Try it: Set down the lines of the data exactly, starting at the first and stopping after the line containing "778), (1117, 557)]]".

Source records:
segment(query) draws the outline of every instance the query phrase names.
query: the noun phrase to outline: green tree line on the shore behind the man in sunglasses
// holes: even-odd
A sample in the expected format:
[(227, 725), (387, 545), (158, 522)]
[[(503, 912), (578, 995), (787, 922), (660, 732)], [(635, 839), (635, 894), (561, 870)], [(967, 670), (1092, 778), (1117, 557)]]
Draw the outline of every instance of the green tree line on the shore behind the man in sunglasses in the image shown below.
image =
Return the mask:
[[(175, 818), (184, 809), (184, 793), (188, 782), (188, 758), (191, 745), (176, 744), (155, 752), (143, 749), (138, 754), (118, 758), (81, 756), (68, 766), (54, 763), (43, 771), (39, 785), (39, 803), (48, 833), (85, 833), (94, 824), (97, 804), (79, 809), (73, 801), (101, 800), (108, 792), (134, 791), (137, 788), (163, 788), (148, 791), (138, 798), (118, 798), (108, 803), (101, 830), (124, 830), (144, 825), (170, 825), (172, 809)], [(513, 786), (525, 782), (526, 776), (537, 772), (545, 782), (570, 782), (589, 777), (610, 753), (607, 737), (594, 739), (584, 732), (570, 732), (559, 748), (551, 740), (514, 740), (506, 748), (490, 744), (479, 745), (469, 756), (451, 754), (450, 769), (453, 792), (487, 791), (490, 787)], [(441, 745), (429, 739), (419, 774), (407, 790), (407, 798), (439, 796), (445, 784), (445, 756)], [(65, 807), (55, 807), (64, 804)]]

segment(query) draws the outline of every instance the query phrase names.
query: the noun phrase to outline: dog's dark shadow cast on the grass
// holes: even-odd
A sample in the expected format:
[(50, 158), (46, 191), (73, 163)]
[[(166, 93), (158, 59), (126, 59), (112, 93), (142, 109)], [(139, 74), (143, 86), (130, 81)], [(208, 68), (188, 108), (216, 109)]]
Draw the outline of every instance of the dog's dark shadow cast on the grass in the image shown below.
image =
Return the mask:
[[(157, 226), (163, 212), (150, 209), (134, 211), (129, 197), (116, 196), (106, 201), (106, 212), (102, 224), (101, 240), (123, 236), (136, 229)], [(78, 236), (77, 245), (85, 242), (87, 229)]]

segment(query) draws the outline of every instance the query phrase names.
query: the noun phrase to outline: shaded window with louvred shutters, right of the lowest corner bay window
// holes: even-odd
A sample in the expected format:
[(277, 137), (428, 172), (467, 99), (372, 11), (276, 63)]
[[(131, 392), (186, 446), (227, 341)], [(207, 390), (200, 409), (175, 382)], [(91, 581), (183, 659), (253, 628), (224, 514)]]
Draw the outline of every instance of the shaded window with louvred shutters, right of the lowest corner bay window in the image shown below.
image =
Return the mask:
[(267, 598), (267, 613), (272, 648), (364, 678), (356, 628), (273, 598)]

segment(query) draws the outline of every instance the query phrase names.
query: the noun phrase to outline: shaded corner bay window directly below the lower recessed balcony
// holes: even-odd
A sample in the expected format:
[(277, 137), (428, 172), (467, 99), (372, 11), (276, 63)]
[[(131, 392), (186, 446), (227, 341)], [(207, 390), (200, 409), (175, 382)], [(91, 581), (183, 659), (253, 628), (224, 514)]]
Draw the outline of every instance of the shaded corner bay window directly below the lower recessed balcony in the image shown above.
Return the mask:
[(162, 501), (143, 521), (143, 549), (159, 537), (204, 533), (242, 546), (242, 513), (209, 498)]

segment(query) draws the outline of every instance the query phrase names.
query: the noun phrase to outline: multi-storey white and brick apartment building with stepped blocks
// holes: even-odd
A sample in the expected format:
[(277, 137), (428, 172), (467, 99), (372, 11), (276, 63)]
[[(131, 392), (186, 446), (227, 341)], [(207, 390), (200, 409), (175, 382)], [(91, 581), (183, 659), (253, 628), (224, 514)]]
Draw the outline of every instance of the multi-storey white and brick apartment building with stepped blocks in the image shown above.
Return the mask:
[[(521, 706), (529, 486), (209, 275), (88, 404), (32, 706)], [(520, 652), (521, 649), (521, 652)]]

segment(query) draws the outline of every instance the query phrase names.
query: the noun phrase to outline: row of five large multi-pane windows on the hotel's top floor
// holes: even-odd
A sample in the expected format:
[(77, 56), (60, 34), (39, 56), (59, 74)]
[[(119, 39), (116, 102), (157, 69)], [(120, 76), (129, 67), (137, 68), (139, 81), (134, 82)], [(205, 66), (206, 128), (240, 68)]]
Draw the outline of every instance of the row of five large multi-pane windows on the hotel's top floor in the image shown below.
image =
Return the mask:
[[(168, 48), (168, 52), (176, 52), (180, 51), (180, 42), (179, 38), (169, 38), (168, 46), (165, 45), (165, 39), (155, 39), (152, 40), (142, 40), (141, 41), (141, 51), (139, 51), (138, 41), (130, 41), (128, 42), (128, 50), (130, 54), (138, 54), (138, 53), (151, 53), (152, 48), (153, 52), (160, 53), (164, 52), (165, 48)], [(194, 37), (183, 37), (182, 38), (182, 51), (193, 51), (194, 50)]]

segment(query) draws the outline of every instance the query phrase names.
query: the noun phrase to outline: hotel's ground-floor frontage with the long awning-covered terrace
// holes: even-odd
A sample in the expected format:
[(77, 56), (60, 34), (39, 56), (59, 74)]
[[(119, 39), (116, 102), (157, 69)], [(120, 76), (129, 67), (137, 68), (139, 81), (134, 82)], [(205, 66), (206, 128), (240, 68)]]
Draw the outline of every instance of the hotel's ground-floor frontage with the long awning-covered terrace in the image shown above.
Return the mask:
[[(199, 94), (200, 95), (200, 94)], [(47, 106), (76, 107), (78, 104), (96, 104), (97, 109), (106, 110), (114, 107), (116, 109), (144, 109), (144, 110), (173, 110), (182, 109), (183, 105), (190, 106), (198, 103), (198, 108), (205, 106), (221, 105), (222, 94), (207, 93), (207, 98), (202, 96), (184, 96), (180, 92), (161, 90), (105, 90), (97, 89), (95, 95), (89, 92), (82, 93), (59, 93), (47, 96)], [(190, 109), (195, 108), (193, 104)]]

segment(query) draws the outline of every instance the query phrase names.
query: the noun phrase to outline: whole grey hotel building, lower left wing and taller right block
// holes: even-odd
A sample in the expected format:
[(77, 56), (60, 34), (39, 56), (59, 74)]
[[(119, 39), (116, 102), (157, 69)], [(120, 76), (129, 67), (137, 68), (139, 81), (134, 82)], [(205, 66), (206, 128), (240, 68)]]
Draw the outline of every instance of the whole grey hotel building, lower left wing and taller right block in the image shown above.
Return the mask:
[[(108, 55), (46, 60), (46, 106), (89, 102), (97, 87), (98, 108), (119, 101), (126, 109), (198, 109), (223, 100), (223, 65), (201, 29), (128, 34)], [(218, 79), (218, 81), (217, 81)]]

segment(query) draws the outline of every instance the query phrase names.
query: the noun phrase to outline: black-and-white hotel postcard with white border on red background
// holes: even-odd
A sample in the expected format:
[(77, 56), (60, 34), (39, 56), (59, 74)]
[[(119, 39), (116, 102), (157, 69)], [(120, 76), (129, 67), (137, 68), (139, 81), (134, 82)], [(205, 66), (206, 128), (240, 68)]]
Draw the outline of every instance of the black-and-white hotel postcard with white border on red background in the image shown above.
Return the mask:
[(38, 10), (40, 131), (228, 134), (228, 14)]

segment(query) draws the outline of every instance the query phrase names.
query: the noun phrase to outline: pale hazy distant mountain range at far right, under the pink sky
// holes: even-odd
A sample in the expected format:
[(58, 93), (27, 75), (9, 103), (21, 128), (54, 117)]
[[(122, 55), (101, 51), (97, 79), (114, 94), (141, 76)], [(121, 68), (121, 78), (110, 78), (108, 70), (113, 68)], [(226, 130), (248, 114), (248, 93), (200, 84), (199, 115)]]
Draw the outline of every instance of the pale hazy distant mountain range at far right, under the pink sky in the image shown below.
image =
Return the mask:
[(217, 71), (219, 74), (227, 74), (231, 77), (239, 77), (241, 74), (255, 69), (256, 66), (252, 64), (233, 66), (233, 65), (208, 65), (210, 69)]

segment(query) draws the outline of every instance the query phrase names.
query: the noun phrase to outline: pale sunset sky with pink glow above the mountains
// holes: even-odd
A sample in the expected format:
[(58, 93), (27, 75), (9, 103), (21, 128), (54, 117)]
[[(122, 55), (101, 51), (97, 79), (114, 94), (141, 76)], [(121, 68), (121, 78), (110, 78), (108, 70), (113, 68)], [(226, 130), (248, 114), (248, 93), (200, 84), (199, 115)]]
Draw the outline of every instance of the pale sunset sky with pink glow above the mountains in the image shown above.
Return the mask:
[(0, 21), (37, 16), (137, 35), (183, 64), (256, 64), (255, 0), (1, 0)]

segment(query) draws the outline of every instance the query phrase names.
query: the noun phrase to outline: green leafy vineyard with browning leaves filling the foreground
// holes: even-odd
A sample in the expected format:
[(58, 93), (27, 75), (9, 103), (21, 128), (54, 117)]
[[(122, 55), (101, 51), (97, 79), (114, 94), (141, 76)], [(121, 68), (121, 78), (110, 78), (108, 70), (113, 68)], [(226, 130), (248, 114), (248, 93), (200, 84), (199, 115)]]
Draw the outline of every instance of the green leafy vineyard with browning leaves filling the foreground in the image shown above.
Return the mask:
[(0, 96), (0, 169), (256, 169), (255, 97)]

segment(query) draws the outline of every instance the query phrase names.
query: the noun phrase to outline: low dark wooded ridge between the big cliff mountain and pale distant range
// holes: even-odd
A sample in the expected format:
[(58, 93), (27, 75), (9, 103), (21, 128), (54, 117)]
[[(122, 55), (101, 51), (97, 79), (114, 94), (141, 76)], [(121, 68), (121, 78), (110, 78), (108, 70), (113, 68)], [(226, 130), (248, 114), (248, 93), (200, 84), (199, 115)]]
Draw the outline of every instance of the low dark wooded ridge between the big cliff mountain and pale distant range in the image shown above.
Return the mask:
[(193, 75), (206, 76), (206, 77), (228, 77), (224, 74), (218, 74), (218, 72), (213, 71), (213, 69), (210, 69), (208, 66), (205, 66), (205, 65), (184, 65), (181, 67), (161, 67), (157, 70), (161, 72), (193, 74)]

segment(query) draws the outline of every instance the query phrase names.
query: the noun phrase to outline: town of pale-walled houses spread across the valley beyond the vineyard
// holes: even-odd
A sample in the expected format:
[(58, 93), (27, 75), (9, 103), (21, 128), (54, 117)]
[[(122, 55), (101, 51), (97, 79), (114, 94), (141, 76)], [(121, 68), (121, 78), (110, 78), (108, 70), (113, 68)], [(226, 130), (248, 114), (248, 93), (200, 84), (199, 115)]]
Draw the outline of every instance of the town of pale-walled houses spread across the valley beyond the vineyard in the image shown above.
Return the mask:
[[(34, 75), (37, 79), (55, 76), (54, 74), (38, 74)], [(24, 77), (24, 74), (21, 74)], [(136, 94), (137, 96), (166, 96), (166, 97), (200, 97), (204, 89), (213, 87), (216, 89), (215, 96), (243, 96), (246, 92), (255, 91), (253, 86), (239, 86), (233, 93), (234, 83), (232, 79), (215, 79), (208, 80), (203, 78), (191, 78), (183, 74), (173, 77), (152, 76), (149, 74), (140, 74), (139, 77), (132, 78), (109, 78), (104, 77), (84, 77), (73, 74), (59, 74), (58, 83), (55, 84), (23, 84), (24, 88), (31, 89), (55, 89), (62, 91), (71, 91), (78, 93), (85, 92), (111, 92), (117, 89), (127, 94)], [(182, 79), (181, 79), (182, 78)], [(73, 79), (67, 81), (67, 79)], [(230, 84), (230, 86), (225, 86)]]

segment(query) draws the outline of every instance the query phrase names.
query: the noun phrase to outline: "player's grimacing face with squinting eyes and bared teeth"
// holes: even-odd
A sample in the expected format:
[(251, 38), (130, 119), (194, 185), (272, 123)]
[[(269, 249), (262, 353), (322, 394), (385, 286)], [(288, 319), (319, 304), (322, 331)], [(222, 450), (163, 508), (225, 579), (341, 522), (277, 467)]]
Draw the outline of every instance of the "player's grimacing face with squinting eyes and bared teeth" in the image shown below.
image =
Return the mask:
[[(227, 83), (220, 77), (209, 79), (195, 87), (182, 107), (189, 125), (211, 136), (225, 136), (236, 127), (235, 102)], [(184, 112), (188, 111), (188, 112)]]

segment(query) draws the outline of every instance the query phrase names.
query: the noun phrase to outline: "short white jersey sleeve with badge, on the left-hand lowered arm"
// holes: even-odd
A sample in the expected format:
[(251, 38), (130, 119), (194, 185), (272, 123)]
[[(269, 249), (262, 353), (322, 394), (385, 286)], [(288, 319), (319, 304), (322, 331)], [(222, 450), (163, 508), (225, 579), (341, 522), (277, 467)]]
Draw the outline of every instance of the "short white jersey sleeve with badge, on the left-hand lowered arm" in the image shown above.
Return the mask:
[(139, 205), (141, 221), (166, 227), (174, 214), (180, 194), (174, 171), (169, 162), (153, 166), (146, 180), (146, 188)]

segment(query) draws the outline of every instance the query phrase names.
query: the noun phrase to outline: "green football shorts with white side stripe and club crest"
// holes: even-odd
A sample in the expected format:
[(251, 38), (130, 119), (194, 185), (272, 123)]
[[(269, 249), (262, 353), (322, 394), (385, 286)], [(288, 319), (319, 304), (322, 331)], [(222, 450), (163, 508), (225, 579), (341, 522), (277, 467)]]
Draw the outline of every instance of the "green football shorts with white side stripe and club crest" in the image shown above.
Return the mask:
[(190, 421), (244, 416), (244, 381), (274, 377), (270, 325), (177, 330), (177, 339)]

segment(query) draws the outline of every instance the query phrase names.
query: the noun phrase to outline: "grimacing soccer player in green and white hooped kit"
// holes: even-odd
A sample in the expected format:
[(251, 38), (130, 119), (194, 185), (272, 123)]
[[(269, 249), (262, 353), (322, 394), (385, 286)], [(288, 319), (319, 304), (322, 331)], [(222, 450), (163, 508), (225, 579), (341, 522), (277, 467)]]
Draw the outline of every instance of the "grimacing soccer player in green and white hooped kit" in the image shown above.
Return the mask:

Output:
segment(query) draws the outline of every instance the query phrase names.
query: the noun phrase to outline: green tree line on the shore behind the man in sunglasses
// holes: even-odd
A sample in the expected format:
[(227, 725), (387, 545), (158, 522)]
[[(503, 912), (578, 995), (787, 922), (660, 732)], [(635, 839), (635, 894), (561, 870)], [(967, 670), (1092, 778), (1117, 557)]]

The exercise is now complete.